:: GIVEN ENTRIES

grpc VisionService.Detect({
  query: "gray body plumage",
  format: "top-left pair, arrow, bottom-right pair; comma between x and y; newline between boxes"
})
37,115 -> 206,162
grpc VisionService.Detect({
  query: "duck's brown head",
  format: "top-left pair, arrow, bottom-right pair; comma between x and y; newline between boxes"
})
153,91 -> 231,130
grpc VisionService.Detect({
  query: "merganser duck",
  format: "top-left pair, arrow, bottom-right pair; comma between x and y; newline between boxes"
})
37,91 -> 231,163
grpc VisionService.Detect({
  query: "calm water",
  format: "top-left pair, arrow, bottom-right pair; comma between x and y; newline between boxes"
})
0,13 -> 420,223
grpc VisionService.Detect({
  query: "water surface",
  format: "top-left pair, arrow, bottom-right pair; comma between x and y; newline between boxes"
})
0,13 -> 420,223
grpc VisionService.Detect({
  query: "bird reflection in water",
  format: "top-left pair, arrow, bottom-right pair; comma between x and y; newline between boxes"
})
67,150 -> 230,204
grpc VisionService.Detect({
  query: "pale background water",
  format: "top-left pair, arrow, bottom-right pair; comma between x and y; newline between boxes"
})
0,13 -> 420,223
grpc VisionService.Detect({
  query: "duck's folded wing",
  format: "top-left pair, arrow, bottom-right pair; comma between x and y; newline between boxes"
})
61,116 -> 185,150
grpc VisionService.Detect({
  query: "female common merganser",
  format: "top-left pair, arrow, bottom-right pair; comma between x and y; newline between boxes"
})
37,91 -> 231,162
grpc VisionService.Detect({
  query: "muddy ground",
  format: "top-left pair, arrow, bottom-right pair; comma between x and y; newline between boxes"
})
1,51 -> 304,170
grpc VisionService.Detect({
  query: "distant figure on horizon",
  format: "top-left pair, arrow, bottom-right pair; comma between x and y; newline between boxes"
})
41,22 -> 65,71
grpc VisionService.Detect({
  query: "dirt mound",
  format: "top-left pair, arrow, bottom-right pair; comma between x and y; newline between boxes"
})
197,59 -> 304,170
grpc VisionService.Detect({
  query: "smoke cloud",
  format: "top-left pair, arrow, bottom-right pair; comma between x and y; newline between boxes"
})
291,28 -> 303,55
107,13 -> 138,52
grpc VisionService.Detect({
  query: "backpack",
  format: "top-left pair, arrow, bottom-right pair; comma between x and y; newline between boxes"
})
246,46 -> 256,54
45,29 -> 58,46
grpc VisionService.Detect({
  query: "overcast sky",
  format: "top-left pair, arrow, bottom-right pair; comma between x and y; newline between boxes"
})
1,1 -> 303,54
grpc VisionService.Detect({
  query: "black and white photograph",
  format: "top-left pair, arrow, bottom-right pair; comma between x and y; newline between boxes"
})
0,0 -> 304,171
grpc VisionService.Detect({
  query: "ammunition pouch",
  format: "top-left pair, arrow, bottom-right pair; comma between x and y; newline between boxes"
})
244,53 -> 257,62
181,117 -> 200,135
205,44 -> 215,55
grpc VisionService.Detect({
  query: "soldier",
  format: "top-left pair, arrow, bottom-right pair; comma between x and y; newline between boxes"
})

::::

* [WHAT TO WORK ON] Convert all the records above into a Markdown table with two columns, Row and Line. Number each row and put one line in each, leaving out blank lines.

* [FULL RESPONSE]
| Row | Line |
|---|---|
| 1 | grpc VisionService.Detect({ |
| 2 |   query: "gray body plumage", |
| 3 |   format: "top-left pair, arrow, bottom-right pair; comma between x and y; newline between boxes" |
| 4 | }) |
| 5 | 37,115 -> 206,162 |
| 6 | grpc VisionService.Detect({ |
| 7 |   query: "duck's brown head", |
| 8 |   format: "top-left pair, arrow, bottom-right pair; comma between x and y; newline between boxes" |
| 9 | }) |
| 10 | 153,91 -> 231,130 |
| 11 | grpc VisionService.Detect({ |
| 12 |   query: "merganser duck", |
| 13 |   format: "top-left pair, arrow, bottom-right pair; comma between x and y; newline between boxes" |
| 14 | }) |
| 15 | 37,91 -> 231,163 |
| 16 | grpc VisionService.Detect({ |
| 17 |   query: "calm water", |
| 18 |   format: "top-left pair, arrow, bottom-right pair; comma between x and y; newline between boxes" |
| 19 | }) |
| 20 | 0,13 -> 420,223 |
| 21 | grpc VisionService.Detect({ |
| 22 |   query: "water surface", |
| 23 |   format: "top-left pair, arrow, bottom-right pair; comma between x and y; newline between boxes" |
| 24 | }) |
| 25 | 0,13 -> 420,223 |
| 26 | grpc VisionService.Detect({ |
| 27 |   query: "bird reflection in water", |
| 28 |   format: "top-left pair, arrow, bottom-right pair; comma between x and y; newline between boxes" |
| 29 | }) |
| 30 | 67,150 -> 230,204 |
| 31 | grpc VisionService.Detect({ |
| 32 |   query: "pale background water", |
| 33 |   format: "top-left pair, arrow, bottom-right pair; comma between x and y; newline between boxes" |
| 34 | }) |
| 35 | 0,13 -> 420,223 |
| 36 | grpc VisionService.Detect({ |
| 37 |   query: "duck's folded wing", |
| 38 |   format: "top-left pair, arrow, bottom-right pair; comma between x and y; newline between boxes" |
| 39 | }) |
| 40 | 61,116 -> 185,150 |
| 41 | grpc VisionService.Detect({ |
| 42 |   query: "female common merganser", |
| 43 |   format: "top-left pair, arrow, bottom-right pair; comma between x and y; newline between boxes" |
| 44 | }) |
| 45 | 37,91 -> 231,162 |
| 46 | grpc VisionService.Detect({ |
| 47 |   query: "muddy ground", |
| 48 |   format: "top-left pair, arrow, bottom-right pair; comma between x and y; newline between boxes" |
| 49 | }) |
| 50 | 1,51 -> 304,170 |
| 51 | grpc VisionService.Detect({ |
| 52 |   query: "distant figure on horizon", |
| 53 |   format: "top-left pair, arrow, bottom-right pair; comma between x and y; newline between boxes" |
| 54 | }) |
| 55 | 41,22 -> 65,71 |
| 56 | grpc VisionService.Detect({ |
| 57 |   query: "dirt mound", |
| 58 |   format: "top-left pair, arrow, bottom-right pair; comma between x and y; newline between boxes" |
| 59 | }) |
| 60 | 197,59 -> 304,170 |
| 61 | grpc VisionService.Detect({ |
| 62 |   query: "smoke cloud", |
| 63 |   format: "top-left pair, arrow, bottom-right pair; comma between x and y; newline between boxes" |
| 64 | }) |
| 65 | 291,28 -> 303,55 |
| 66 | 107,13 -> 138,52 |
| 67 | grpc VisionService.Detect({ |
| 68 |   query: "backpack", |
| 69 |   format: "top-left pair, arrow, bottom-right pair; comma between x and y; newline between boxes" |
| 70 | }) |
| 71 | 246,46 -> 256,54 |
| 72 | 45,29 -> 58,46 |
| 73 | grpc VisionService.Detect({ |
| 74 |   query: "overcast sky", |
| 75 |   format: "top-left pair, arrow, bottom-right pair; comma between x and y; newline between boxes" |
| 76 | }) |
| 77 | 1,1 -> 303,54 |
| 78 | grpc VisionService.Detect({ |
| 79 |   query: "black and white photograph", |
| 80 |   format: "top-left pair, arrow, bottom-right pair; comma between x and y; newline between boxes" |
| 81 | }) |
| 82 | 0,0 -> 304,171 |
| 83 | grpc VisionService.Detect({ |
| 84 |   query: "ammunition pouch", |
| 85 |   format: "top-left pair, arrow, bottom-right pair; comma between x and y; newline between boxes" |
| 86 | }) |
| 87 | 244,53 -> 257,62 |
| 88 | 181,117 -> 200,135 |
| 89 | 205,44 -> 215,55 |
| 90 | grpc VisionService.Detect({ |
| 91 |   query: "soldier", |
| 92 |   format: "top-left pair, arrow, bottom-right pair; comma between x and y; newline between boxes" |
| 93 | }) |